- To be done:
**1.** In the Big O notation thread, what one-sentence summary opens the first answer?
**2.** Can you translate this sentence from the Big O notation thread into Spanish: "A natural number is something we can precisely specify."

- Extracted text:
○ ○ ○ ○

Big O Notation - what does the natural number M and constant factor C mean?

Question

I understand what is Big O Notation when it comes to identifying the complexity or worst case based on a code excerpt.

In class, I was taught that when it comes to complexity and Big O Notation, we ignore small arguments n that are below M and constant factors C.

This was given to me in class:

In Big-Oh notation. Let f be a function from N to the positive reals. (Think of f(n) as the running time for an argument of size n. It could be worst case or it could be average case.) Let g be another such function. We say that f ∈ O(g) when there is some natural number M and constant factor C, such that for all n > M, we have f(n) <= C × g(n). In logical symbols: ∃M. ∃C. ∀n > M. f(n) <= C × g(n)

May I know what does this statement mean, specifically:

1. Why do we say :

Let f be a function from N to the positive reals.

2. Why does it mean by:

Let g be another such function.

3. What does it mean by:

We say that f ∈ O(g) when there is some natural number M and constant factor C, such that for all n > M, we have f(n) <= C × g(n). In logical symbols: ∃M. ∃C. ∀n > M. f(n) <= C × g(n)

4. How does these above excerpt relate to ignoring small arguments and constant factors C?

Answer 1

To summarize: C times g eventually dominates f.

1 & 2.

Let f be a function from N to the positive reals. (Think of f(n) as the running time for an argument of size n. It could be worst case or it could be average case.) Let g be another such function.

OK: f and g are functions from the natural numbers (N) to the positive reals. Why from natural numbers? We are assuming the size of the argument is something we can precisely specify. A natural number is something we can precisely specify. A real number is not. Why to the positive reals? We are assuming the running time is not necessarily something we can precisely specify.

○ ○ ○ ○

Pointing records
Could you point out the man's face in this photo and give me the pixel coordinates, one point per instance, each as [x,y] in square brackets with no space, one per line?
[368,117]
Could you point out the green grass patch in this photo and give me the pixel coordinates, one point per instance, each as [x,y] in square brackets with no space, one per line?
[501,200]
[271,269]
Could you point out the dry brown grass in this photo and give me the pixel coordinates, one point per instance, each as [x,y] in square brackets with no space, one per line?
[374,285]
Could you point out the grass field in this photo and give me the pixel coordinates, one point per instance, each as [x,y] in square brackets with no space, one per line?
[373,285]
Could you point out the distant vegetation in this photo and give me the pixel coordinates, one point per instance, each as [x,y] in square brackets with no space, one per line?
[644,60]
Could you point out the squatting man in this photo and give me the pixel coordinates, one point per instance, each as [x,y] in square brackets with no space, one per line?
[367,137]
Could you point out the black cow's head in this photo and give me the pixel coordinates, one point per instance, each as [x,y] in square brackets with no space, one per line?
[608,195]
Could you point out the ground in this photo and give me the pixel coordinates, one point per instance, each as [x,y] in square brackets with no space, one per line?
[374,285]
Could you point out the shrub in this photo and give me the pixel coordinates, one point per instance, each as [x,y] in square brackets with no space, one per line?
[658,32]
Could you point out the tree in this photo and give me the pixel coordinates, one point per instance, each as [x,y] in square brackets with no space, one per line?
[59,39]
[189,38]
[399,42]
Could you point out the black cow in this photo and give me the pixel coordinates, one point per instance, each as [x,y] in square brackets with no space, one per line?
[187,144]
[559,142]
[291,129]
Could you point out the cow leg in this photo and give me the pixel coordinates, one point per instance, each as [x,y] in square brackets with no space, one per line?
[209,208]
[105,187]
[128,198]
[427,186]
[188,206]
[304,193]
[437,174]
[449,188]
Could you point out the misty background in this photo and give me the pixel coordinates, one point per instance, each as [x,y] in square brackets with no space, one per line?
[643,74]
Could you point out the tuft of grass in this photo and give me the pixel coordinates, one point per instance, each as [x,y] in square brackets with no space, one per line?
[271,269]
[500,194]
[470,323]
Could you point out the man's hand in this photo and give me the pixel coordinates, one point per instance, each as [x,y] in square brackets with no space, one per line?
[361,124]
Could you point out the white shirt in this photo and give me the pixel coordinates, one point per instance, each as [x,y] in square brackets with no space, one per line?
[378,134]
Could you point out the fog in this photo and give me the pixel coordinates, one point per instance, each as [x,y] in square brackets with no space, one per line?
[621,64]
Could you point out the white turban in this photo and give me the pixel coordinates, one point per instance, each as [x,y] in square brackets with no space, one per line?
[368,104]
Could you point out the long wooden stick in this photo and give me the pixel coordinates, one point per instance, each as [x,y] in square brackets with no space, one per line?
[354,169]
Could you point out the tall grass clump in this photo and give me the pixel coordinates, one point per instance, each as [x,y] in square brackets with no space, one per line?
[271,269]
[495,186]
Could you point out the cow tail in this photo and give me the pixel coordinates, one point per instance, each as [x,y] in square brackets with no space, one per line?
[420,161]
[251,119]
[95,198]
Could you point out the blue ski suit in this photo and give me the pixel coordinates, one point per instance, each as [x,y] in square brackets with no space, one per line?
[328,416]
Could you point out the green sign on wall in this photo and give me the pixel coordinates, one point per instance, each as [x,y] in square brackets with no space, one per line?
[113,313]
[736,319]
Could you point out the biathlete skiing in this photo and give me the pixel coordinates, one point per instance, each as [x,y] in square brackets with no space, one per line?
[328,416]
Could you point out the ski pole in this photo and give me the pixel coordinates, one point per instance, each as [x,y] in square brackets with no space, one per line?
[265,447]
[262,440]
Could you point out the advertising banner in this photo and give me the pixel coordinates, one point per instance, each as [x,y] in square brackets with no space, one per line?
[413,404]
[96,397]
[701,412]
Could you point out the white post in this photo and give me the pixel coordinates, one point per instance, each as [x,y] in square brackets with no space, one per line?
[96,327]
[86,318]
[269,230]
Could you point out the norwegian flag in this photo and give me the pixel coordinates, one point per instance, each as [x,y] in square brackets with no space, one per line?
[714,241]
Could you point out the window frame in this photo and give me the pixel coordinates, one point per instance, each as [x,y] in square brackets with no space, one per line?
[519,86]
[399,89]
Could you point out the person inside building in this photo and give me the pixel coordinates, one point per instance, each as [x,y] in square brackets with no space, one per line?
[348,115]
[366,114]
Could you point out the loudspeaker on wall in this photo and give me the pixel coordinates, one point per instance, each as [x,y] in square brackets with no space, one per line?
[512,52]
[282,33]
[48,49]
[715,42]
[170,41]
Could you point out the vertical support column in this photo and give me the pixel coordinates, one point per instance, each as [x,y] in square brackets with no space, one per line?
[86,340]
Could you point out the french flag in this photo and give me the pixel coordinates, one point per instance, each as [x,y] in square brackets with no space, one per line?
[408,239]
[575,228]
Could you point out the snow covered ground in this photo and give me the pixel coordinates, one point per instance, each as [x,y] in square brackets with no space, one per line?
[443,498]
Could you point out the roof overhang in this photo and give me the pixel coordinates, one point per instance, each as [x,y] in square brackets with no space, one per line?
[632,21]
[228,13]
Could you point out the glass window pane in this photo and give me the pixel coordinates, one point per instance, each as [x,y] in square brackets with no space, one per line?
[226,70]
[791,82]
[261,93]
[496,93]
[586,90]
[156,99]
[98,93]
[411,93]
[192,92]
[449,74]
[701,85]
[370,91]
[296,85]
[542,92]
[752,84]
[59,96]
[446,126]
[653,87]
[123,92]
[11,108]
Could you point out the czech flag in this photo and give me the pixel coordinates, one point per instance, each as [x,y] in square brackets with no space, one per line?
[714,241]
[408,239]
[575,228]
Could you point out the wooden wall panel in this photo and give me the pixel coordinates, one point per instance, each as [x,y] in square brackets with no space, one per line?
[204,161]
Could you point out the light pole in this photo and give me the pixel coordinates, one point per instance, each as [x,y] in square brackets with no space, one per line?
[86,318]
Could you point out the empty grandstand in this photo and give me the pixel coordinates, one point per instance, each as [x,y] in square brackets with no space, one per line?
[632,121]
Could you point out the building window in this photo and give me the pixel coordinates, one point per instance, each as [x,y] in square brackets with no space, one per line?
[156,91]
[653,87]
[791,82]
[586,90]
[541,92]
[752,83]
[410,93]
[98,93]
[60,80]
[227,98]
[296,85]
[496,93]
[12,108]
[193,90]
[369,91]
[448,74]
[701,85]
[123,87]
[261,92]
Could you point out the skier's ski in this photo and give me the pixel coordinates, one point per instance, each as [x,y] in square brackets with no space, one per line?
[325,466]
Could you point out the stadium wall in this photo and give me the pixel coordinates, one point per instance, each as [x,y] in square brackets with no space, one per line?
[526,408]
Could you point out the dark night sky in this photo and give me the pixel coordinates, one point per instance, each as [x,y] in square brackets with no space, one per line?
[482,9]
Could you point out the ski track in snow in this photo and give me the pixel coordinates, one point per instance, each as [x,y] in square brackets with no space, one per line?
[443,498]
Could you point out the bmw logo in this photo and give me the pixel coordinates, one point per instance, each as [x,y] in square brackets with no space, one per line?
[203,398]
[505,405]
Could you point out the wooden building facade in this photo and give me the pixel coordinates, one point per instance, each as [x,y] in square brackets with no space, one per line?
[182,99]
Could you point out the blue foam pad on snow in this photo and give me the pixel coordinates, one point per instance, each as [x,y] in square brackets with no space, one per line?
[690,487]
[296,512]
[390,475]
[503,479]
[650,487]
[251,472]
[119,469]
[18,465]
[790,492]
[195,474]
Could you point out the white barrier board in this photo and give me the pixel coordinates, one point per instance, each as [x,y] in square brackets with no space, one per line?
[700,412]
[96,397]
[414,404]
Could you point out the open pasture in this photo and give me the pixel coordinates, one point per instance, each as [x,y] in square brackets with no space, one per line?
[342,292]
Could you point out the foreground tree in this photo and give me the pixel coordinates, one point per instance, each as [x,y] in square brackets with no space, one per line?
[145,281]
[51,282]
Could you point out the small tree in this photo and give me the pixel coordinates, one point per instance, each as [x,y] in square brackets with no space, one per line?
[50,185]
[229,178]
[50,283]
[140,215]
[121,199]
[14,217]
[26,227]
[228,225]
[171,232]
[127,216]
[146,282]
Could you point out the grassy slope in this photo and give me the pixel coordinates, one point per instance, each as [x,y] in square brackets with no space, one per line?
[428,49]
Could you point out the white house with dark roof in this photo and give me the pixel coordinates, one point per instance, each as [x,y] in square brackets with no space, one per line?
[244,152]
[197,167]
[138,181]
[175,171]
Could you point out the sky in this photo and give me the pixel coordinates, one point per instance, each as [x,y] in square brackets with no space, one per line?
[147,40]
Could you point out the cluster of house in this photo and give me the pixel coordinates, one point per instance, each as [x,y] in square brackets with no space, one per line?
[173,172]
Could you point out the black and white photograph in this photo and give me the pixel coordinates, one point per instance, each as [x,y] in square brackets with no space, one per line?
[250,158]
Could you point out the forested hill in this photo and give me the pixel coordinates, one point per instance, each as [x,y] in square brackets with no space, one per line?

○ ○ ○ ○

- Results for each task:
**1.** C times g eventually dominates f.

**2.** Un número natural es algo que podemos especificar con precisión.